◆ **RECORD SET**:
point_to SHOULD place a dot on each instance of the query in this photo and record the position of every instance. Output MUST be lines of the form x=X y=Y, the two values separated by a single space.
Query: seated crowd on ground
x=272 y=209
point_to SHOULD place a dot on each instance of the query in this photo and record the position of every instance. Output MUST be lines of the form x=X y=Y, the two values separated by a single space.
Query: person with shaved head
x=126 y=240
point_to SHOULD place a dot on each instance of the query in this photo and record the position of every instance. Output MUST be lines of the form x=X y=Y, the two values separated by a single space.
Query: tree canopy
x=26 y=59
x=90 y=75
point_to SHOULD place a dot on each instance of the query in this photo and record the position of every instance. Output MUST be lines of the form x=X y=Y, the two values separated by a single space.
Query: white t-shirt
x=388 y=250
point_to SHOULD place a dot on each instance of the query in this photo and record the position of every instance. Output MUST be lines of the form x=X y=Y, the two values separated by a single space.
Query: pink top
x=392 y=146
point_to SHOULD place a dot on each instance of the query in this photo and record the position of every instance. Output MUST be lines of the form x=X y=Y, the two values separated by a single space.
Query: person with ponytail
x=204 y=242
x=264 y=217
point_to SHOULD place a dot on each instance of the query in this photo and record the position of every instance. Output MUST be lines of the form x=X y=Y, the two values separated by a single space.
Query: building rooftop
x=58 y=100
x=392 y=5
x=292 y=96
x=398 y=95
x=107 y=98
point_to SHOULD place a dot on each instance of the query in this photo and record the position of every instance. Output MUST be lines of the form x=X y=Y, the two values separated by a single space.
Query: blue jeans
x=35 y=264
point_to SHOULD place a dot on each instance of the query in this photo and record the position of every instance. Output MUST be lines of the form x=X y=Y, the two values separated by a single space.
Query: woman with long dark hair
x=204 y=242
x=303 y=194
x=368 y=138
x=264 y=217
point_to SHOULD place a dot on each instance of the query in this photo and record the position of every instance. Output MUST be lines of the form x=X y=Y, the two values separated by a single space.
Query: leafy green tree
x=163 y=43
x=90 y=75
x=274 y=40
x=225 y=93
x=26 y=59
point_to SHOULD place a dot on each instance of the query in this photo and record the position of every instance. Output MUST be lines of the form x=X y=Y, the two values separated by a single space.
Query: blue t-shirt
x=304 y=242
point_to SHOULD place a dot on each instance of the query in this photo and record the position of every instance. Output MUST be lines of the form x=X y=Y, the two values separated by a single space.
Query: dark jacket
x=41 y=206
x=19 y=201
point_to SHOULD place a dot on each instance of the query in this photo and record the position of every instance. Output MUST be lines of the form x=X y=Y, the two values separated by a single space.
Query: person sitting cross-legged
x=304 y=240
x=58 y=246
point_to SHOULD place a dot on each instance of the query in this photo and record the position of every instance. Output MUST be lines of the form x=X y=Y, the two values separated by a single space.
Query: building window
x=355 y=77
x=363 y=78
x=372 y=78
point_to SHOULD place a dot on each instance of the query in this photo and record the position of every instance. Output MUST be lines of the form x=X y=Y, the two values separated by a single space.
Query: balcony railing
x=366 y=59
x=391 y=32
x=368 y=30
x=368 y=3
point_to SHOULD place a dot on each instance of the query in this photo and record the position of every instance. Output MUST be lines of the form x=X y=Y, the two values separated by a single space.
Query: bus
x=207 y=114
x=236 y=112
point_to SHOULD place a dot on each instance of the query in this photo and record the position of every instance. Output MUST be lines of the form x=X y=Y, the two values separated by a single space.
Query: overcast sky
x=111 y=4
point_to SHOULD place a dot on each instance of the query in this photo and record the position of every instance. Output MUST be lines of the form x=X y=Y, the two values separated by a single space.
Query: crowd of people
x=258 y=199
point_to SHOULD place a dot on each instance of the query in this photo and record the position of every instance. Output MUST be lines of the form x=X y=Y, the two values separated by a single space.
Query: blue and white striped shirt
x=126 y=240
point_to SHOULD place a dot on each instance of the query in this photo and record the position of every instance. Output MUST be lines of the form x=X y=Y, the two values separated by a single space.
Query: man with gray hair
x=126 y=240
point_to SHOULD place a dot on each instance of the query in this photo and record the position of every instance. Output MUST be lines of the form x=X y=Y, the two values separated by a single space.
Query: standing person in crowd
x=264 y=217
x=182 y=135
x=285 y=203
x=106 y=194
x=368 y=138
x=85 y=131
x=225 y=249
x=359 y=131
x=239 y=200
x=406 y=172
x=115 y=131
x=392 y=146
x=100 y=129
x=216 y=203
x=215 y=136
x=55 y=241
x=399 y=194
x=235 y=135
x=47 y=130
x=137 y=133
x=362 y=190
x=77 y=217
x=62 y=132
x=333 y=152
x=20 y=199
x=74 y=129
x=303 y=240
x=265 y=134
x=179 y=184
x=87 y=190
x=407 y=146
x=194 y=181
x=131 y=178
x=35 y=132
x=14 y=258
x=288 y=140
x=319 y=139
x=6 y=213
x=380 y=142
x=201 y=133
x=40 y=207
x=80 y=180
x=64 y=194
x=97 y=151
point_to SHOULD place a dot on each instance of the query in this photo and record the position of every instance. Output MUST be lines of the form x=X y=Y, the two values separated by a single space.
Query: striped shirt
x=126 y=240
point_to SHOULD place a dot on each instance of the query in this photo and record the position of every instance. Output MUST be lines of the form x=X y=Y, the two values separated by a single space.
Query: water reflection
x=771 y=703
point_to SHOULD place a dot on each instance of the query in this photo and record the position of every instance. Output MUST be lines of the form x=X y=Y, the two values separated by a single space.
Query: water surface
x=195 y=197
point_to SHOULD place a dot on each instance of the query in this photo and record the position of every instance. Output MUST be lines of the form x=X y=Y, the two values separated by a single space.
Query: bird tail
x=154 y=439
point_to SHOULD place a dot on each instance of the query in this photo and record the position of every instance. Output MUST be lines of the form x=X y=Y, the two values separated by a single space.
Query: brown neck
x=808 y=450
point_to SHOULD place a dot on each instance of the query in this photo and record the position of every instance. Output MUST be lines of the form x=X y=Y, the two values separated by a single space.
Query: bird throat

◆ **EXERCISE BRIEF**:
All of the entries need to be reproduced exactly; please write them out.

◆ **RESULT OF THIS EXERCISE**:
point_to SHOULD place a dot on each instance of the query in this photo and record the position of every instance. Output MUST be lines of the form x=X y=Y, the two values separated by a single space.
Query: seated crowd on ground
x=272 y=209
point_to SHOULD place a dot on each instance of the query in this photo and record the position of every instance. Output MUST be lines of the form x=X y=Y, the two values separated by a single space.
Query: person with shaved head
x=126 y=240
point_to SHOULD place a dot on each instance of the query in this photo and record the position of every instance. Output MUST be lines of the form x=X y=Y, the two values separated by a single space.
Query: tree canopy
x=26 y=59
x=90 y=75
point_to SHOULD place a dot on each instance of the query in this photo and record the position of every instance. Output MUST be lines of the form x=X y=Y, the two values separated by a single space.
Query: white t-shirt
x=388 y=250
point_to SHOULD place a dot on each instance of the query in this photo and record the position of every instance. Output MUST be lines of the form x=X y=Y, the two values separated by a single space.
Query: pink top
x=392 y=146
point_to SHOULD place a dot on each instance of the query in this photo and record the position of every instance. Output MUST be lines of the form x=X y=Y, the two values separated by a single space.
Query: person with ponytail
x=204 y=242
x=264 y=217
point_to SHOULD place a dot on each instance of the query in this photo and record the position of every instance. Output MUST be lines of the form x=X y=Y, the two values separated by a single space.
Query: building rooftop
x=58 y=100
x=392 y=5
x=292 y=96
x=398 y=95
x=107 y=98
point_to SHOULD place a dot on each instance of the query in this photo and record the position of every instance. Output MUST be lines of the form x=X y=Y, the two values separated by a single space.
Query: blue jeans
x=35 y=264
point_to SHOULD place a dot on each instance of the query in this photo and record the position of every instance. Output MUST be lines of the form x=X y=Y, the two values separated by a single space.
Query: woman with long dark hair
x=204 y=242
x=303 y=194
x=368 y=138
x=264 y=217
point_to SHOULD place a dot on each instance of the query in this photo and record the position of every instance. Output MUST be lines of the form x=X y=Y, the two values separated by a single space.
Query: leafy green tree
x=163 y=43
x=90 y=75
x=274 y=40
x=225 y=93
x=26 y=59
point_to SHOULD place a dot on each instance of the query in this photo and record the position of every instance. Output MUST be lines of the form x=X y=Y, the two values separated by a single space.
Query: blue t-shirt
x=304 y=242
point_to SHOULD place a dot on each instance of the query in this photo and record the position of every instance. Output MUST be lines of the form x=X y=Y, the two values separated by a single space.
Query: dark jacket
x=41 y=206
x=19 y=201
point_to SHOULD place a dot on each instance of the query in this photo and record the position of every instance. Output MUST be lines of the form x=X y=Y, the two values separated by a single space.
Query: person sitting cross-legged
x=304 y=240
x=58 y=246
point_to SHOULD place a dot on each instance of the query in this photo and record the position of every instance. Output MUST be lines of the form x=X y=Y, the two values separated by a single space.
Query: building window
x=355 y=77
x=363 y=78
x=372 y=78
point_to SHOULD place a dot on each instance of the query in this photo and record the position of every instance. Output MUST be lines of the form x=X y=Y, the two values separated by a single space.
Query: balcony railing
x=366 y=59
x=391 y=32
x=368 y=30
x=368 y=3
point_to SHOULD place a dot on each instance of the query in this photo and record the position of every instance. Output MUST be lines of the form x=X y=Y, the two values separated by a single space.
Query: bus
x=207 y=114
x=236 y=112
point_to SHOULD place a dot on each instance of the query in this photo and record the position of every instance. Output MUST be lines of the form x=X y=Y, the two values separated by a single space.
Query: overcast sky
x=111 y=4
point_to SHOULD place a dot on each instance of the query in this photo and record the position of every instance. Output MUST be lines of the form x=X y=Y, the two values separated by a single space.
Query: crowd of people
x=258 y=199
point_to SHOULD place a dot on each instance of the query in this photo and record the position of every instance. Output MUST be lines of the form x=X y=Y, the two values separated by a single space.
Query: blue and white striped shirt
x=126 y=240
point_to SHOULD place a dot on each instance of the query in this photo and record the position of every instance. Output MUST be lines of the form x=X y=Y, the two values separated by a single space.
Query: man with gray hair
x=126 y=240
point_to SHOULD place a dot on each instance of the query in this photo and record the position of every instance. Output MUST be lines of the form x=X y=Y, the two values separated by a single space.
Query: standing person in crowd
x=264 y=217
x=182 y=135
x=285 y=203
x=106 y=194
x=368 y=138
x=85 y=131
x=225 y=249
x=359 y=131
x=239 y=200
x=406 y=172
x=115 y=131
x=392 y=146
x=100 y=129
x=216 y=203
x=215 y=136
x=55 y=241
x=399 y=194
x=235 y=135
x=47 y=130
x=137 y=133
x=362 y=190
x=77 y=217
x=62 y=132
x=333 y=152
x=20 y=199
x=74 y=129
x=303 y=240
x=265 y=134
x=179 y=184
x=87 y=190
x=407 y=146
x=194 y=181
x=131 y=178
x=35 y=132
x=14 y=258
x=288 y=140
x=319 y=139
x=6 y=213
x=380 y=142
x=201 y=133
x=40 y=207
x=80 y=180
x=64 y=194
x=97 y=151
point_to SHOULD place a dot on each instance of the query in this photo and record the position of every instance. Output MUST be lines of the form x=X y=Y, the two values separated by a single space.
Query: striped shirt
x=126 y=240
point_to SHOULD place a dot on each instance of the query in this photo and record the position of every instance. Output MUST be lines of the form x=X y=Y, the two values separated by a single space.
Query: water reflection
x=771 y=703
point_to SHOULD place a dot on each instance of the query in this photo and record the position of every instance. Output MUST be lines of the form x=X y=Y, the two values separated by a single space.
Query: water surface
x=195 y=197
point_to SHOULD place a dot on each instance of the query in this photo and record the position of every instance. Output MUST be lines of the form x=X y=Y, the two values separated by a single space.
Query: bird tail
x=154 y=439
point_to SHOULD place a dot on each instance of the query in this photo and record the position of every instance. Output MUST be lines of the form x=X y=Y, the two values separated by a single space.
Query: brown neck
x=808 y=450
point_to SHOULD place a dot on each instance of the query in this photo and record the position of every instance. Output MUST be lines of the form x=X y=Y, the two values separated by a single space.
Query: bird throat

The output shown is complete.